▶ _YOUR ASSIGNMENT_
Write out the data word for word and drop any picture you find.

:::

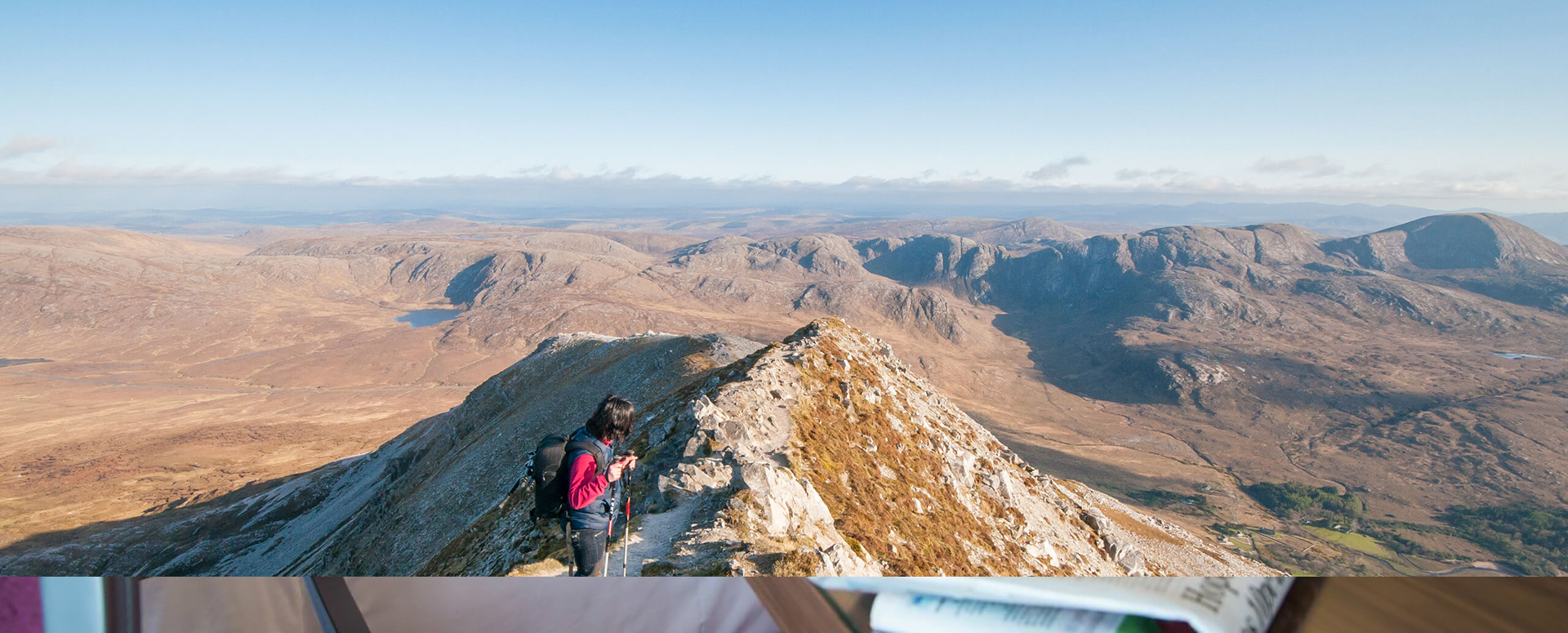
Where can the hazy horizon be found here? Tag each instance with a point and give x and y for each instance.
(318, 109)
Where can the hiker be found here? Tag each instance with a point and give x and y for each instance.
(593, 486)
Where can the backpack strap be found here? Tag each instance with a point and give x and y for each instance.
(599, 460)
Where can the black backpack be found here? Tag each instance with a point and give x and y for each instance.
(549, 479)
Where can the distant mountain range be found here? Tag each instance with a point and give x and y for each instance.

:::

▶ _EXPECTED ANSWER_
Where can the hazy horizon be found here? Tag each instance with a point and give x and y for each instance.
(318, 109)
Where can the hiker be found here? Tag each instance with a point and give x and y for each instance.
(593, 486)
Where can the backpack strap be found here? Tag each instance with a point and give x and y for each instance.
(599, 460)
Where can the black backpack be found here? Tag each instance with a point and give x and y for each instance.
(549, 479)
Where can the distant mountain range be found here? Tag each instance with a point and give x and y for each instance.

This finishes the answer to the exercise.